From the entries that follow, report every line in which "below" occurs.
----------
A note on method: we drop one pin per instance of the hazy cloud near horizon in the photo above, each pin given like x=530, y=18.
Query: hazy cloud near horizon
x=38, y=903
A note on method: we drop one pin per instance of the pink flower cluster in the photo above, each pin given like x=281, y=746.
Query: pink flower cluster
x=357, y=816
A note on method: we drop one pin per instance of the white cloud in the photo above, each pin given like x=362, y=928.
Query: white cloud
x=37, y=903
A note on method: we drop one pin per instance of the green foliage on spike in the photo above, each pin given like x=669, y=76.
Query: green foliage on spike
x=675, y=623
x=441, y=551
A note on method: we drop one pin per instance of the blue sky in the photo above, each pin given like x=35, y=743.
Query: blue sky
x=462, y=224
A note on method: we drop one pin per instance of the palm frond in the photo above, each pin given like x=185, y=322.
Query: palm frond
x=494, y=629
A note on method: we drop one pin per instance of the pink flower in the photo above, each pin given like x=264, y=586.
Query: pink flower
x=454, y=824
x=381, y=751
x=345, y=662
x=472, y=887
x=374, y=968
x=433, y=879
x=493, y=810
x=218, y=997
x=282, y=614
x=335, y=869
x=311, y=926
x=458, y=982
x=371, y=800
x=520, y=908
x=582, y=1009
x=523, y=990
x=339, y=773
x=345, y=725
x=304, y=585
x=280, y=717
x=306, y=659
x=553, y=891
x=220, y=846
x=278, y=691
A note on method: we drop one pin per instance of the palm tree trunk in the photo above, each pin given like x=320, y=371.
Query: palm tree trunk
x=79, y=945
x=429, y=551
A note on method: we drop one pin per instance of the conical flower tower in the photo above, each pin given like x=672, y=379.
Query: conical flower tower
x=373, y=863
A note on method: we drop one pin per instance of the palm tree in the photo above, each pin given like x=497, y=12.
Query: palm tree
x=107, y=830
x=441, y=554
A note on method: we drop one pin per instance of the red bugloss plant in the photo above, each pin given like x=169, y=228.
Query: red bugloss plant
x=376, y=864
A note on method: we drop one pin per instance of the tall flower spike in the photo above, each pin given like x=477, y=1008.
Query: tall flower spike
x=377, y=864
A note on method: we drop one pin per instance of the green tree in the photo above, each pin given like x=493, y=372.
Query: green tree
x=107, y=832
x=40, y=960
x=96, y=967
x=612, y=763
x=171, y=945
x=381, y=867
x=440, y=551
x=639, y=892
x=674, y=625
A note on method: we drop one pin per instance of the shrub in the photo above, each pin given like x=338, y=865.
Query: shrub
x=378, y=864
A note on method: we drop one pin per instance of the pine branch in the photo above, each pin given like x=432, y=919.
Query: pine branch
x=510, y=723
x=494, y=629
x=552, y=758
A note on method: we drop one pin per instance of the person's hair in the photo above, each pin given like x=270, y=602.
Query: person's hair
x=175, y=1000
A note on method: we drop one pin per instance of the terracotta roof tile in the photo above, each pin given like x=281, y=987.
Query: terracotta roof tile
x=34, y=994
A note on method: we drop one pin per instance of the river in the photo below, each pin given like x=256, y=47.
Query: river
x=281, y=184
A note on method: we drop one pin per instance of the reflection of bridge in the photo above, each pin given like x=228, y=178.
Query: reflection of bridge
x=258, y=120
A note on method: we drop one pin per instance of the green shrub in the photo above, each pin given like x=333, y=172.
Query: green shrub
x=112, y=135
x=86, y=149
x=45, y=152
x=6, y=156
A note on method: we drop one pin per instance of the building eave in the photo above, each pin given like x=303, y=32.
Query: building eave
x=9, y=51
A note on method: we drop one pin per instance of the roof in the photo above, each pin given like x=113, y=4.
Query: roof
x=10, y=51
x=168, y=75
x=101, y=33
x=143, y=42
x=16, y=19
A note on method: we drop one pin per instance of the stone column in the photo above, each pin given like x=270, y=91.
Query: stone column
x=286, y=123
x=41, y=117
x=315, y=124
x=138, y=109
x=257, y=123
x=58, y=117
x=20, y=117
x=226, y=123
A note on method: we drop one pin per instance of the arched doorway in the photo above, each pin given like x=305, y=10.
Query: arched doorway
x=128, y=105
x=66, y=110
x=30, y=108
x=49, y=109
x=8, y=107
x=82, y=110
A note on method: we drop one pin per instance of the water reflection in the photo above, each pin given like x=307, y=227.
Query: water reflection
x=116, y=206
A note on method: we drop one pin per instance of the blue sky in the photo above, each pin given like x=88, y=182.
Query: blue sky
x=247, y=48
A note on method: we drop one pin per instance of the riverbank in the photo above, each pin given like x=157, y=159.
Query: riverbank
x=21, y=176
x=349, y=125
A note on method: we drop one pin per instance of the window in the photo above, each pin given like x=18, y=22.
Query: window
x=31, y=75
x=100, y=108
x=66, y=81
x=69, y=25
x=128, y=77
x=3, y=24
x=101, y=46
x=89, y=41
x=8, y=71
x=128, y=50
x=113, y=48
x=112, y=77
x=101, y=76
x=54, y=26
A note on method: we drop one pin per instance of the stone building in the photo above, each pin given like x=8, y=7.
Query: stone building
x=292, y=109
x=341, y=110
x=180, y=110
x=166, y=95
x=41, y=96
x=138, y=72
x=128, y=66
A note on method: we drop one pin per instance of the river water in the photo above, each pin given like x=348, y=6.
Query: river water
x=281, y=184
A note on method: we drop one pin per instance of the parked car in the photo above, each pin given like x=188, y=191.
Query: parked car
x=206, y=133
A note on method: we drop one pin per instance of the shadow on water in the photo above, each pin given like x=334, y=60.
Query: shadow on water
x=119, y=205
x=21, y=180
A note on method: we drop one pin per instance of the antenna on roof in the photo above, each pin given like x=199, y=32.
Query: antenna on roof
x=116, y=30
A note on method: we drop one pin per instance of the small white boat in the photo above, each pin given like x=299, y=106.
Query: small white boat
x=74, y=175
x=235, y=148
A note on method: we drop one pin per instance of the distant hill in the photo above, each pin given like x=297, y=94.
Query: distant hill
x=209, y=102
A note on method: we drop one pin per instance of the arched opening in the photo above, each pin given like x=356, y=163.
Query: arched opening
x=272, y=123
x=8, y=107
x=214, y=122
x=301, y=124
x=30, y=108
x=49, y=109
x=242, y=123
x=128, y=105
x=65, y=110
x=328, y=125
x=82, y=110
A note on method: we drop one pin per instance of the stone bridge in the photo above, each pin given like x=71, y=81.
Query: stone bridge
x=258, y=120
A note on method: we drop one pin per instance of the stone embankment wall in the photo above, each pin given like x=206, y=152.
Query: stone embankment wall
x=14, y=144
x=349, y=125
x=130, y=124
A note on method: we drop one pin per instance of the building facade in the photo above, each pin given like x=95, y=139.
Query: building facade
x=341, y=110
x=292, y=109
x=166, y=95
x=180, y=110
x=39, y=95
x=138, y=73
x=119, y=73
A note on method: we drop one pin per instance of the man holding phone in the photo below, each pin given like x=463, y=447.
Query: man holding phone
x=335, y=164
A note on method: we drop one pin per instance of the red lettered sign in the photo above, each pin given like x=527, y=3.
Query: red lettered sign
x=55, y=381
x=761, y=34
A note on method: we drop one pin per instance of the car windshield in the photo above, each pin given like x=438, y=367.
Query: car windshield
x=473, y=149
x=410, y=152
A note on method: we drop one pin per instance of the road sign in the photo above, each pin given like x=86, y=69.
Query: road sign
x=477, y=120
----------
■ **RESULT**
A note on method: we drop one pin per instance of the river in the photo below, each pin given like x=256, y=47.
A note on method: we drop one pin per instance of the man holding phone in the photo below, each pin given like x=463, y=447.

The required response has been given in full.